### Exercise requirements:
Take the entries below and return them unchanged.

### Saved entries:

-------------------------

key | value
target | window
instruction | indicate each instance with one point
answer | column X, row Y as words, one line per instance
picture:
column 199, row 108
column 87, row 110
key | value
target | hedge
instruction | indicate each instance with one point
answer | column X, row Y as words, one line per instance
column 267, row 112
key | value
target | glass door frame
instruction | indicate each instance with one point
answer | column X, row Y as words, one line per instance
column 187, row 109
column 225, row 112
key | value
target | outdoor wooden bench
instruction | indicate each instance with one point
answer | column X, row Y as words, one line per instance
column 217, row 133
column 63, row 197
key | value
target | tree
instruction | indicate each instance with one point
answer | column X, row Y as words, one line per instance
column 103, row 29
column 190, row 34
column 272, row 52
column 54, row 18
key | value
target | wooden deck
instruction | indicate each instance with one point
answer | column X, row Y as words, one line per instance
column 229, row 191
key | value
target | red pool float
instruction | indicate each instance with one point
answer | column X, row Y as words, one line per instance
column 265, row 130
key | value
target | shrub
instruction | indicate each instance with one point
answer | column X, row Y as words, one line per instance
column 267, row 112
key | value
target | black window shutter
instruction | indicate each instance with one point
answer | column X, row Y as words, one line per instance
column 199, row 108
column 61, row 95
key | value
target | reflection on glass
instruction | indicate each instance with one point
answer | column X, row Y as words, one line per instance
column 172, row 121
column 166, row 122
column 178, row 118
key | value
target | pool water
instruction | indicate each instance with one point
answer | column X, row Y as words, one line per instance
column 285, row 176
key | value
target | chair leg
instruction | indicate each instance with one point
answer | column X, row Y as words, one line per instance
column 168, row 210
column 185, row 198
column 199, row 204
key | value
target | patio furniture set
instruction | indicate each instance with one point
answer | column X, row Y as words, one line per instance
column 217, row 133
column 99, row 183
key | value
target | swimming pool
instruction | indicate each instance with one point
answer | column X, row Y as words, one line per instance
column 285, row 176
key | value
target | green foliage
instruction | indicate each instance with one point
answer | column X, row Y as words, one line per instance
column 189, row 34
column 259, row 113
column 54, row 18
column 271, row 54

-------------------------

### Written solution:
key | value
target | window
instruction | indicate each instance with one point
answer | column X, row Y as words, one line per instance
picture:
column 199, row 108
column 87, row 110
key | value
target | hedge
instruction | indicate each instance with one point
answer | column X, row Y as words, one line per instance
column 267, row 112
key | value
target | glass door frame
instruction | indicate each instance with one point
answer | column X, row Y as words, one line per instance
column 187, row 109
column 225, row 112
key | value
target | outdoor wooden bench
instruction | indicate each instance with one point
answer | column X, row Y as words, one line per instance
column 217, row 133
column 63, row 197
key | value
target | tree
instruction | indicate each instance with one point
answer | column X, row Y as words, one line per instance
column 103, row 29
column 190, row 34
column 272, row 52
column 54, row 18
key | value
target | wooden deck
instruction | indicate each instance with one point
answer | column X, row Y as words, one line per instance
column 229, row 191
key | value
target | red pool float
instruction | indicate each instance with one point
answer | column X, row Y as words, one line per instance
column 265, row 130
key | value
target | shrub
instruction | indicate each instance with one point
answer | column X, row Y as words, one line per instance
column 267, row 112
key | value
target | black window shutter
instruction | indicate each instance with one point
answer | column X, row Y as words, one line per instance
column 199, row 108
column 61, row 95
key | value
target | reflection on glass
instruction | indicate each instance with one point
answer | column X, row Y as words, one line per instance
column 172, row 121
column 166, row 122
column 178, row 118
key | value
target | pool water
instruction | indicate each instance with one point
answer | column X, row Y as words, one line per instance
column 285, row 176
key | value
target | chair leg
instruction | indicate each instance with one point
answer | column X, row Y as words, one line per instance
column 168, row 210
column 185, row 198
column 199, row 204
key | value
target | patio furniture set
instruction | indicate each instance with one point
answer | column X, row Y as words, one line per instance
column 217, row 133
column 99, row 183
key | value
target | swimming pool
instruction | indicate each instance with one point
answer | column X, row Y as words, one line per instance
column 285, row 176
key | value
target | green foliage
instruction | indicate each instance with one point
answer | column X, row Y as words, one line per instance
column 189, row 34
column 259, row 113
column 54, row 18
column 271, row 54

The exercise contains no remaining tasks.